OBJECTIVES:
1 – Using the forum thread about a husband's phone habits, answer the following:
(a) How many weeks pregnant is oceanblossom?
(b) When the husband walks around the house in his pants, where does he keep his phone?
(c) Whom did the husband claim he was texting when he was asked to hand over his phone?
2 – Proceed with the forum thread about a husband's phone habits, writing on from the point where it stops.

TEXT PROVIDED:
────
Ladies, am i being crazy?

7 replies

oceanblossom · 21/07/2012 12:23

I'm currently 20 weeks pregnant with my first child and can't help notice that my husband seems to becoming more distant and his usual 'habits' have changed as the weeks go on.

The main issue is with his phone. Before the pregnancy he left it lying around everywhere and hardly used it other than to keep in contact with family, however over the past 1-2 months it hasn't left his side. He even takes it with him in the morning to have a shave for work. (even if he decides he wants to walk around the house in his pants he will keep it tucked in them on his hip) This is weird behaviour for him. He always seems to be texting now as well and leaving the room to do so.

I have confronted him about it and felt insulted when he said it was 'just your crazy pregnancy hormones making you think things'. That didn't go down very well!!!

The other week he was acting very strange in the house and went into a different room so i followed to see if he was ok. As i entered the room he quickly put his phone away and when i asked what he was doing he said he was cleaning up. (there was nothing to clear up) I told him i knew it was a lie and demanded to see his phone. He told me he was texting his brother. I didn't care and demanded it. This phone use to be mine so i new the password for the inbox, i had a look in front of him and there was a txt from a female colleague of ours saying 'yeah people have approached me at work mentioning us spending a lot of time together, but i just ignored them'

At that point 'crazy pregnancy hormones' took over. After our 'discussion' he was left in no uncertain terms that our marriage is over if he has been cheating. For about 2 weeks things were fine however its started again. I went to look in his phone to see if there has been anymore messages from her, to find he has changed the password.

Am i just being paranoid or should i be concerned? I just feel my husband is drifting away from me and i have no control over it. He's gone from being really loving and touchy feely to the complete opposite, and i get frustrated talking to him about it as he says he's not doing anything, its just my hormones.

I just need a little bit of advice on how to deal with 1. my apparent crazy hormones and/or 2. his behaviour?

OP posts:
Nancy54 · 21/07/2012 12:42

hey ocean, i don't think you're being crazy at all.

Men can often go distant and weird when their partner gets pregnant, especially for the first time as they can freak out about how their life is gonna change, how they'll have to become responsible, etc. it happened to my sister's partner.

however, i do think this phone thing sounds very weird. why would he be carrying it round with him constantly and change his password if he had nothing to hide? and the text you read sounds very suspect. sorry prob not what you want to hear! he may not actually be having an affair, maybe he's just exchanging flirty texts with a colleague as a way of dealing with his fear about becoming a dad. but even if it is just that that's definitely not ok. or maybe he is just confiding in her on a friendship-level. but he should tell you about it if it is just that.
────
STORED ROWS:
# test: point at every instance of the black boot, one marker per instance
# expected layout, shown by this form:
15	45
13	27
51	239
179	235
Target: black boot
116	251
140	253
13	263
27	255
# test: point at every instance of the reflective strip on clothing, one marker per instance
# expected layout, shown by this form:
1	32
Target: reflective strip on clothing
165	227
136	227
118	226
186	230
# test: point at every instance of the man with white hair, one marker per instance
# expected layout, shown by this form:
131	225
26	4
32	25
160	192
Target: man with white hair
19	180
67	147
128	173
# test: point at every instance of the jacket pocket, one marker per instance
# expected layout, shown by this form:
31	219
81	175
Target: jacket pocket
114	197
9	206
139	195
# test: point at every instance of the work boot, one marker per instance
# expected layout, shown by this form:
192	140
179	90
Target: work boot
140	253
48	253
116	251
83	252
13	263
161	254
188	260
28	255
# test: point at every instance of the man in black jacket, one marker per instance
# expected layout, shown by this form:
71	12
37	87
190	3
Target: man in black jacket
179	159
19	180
────
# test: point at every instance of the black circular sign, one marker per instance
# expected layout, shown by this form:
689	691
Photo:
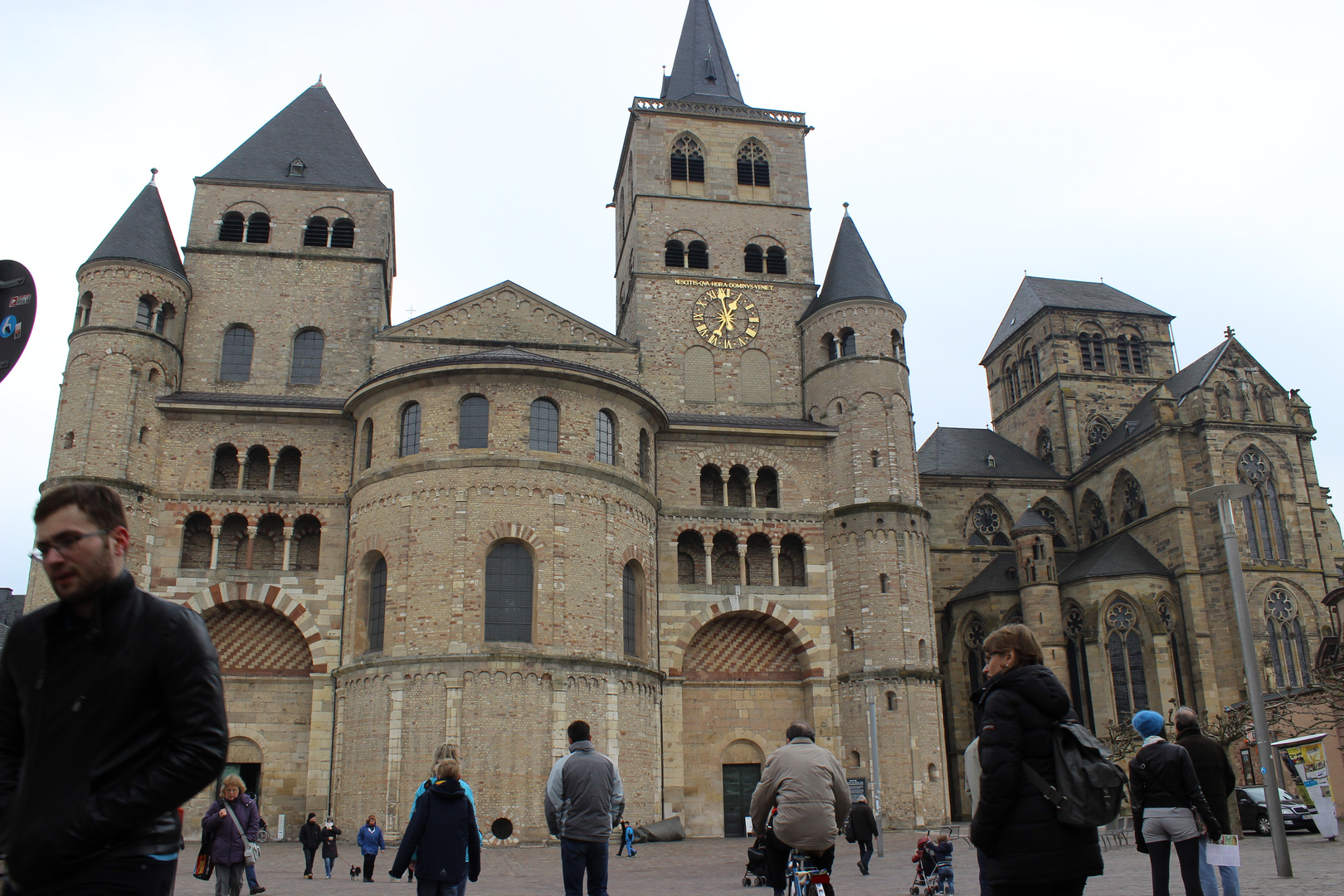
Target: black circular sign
────
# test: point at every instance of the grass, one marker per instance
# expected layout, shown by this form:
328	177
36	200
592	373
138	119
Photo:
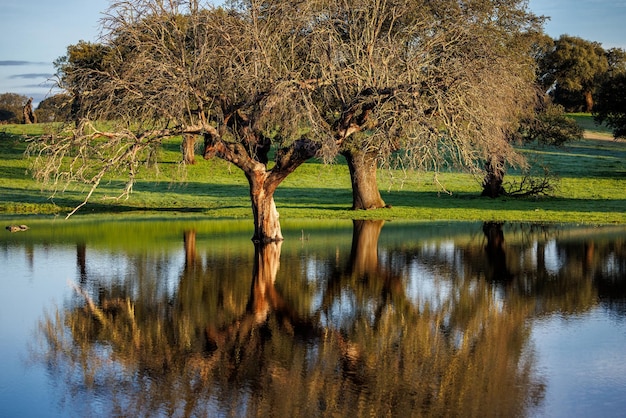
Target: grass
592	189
────
ANSWER LIST:
1 –
(a) 20 weeks.
(b) Tucked into his pants on his hip.
(c) His brother.

2 –
it's also very unfair of him to turn it around on to you and blame it in your hormones, which tbh is a pile of crap.

i think you should try and confront him about it again (not easy i know), don't let him fob you off with the hormone thing - this is definitely not your fault.

Midgetm · 21/07/2012 13:08

I don't think you are crazy at all.

Lots of people are overly addicted to their phone me included and take them everywhere but being furtive, leaving rooms etc is not normal behaviour.

To behave like this, when you are pregnant is disrespectful and unkind (for whatever reason). The fact that our hormones are all over the place is irrelevant in this situation, it just makes it all the more thoughtless.

I would have it out with him, explain exactly how his behaviour is making you feel and find out who he is texting all the time.

And seeing its mumsnet I also have to say 'leave the bastard'. but don't actually take this advice

Tamisara · 21/07/2012 15:51

How convenient to say it's your "hormones".

Have you considered putting this in relationships?

I know that some men struggle with pregnancy, and some men go off sex.

I think, however, that I'd find the change in his habits very unsettling.

He lied to you - telling you he was texting his brother, when it was a female colleague. That is a huge problem.

The content of that message is worrying too. Instead of them putting the people at work straight, they are just "ignoring" it.

I don't think this is a hormone related problem, nor a pregnancy one :(

I don't really have advice, as I'm pretty rubbish at relationships myself. But I would be concerned.

The fact that he's changed the password is even more suspicious. Why would he do that if there wasn't anything to hide?

He should be reassuring you, not acting suspiciously, secretly texting a female colleague, about them spending so much time together that others have noticed, then saying you're "crazy" for being unhappy about it.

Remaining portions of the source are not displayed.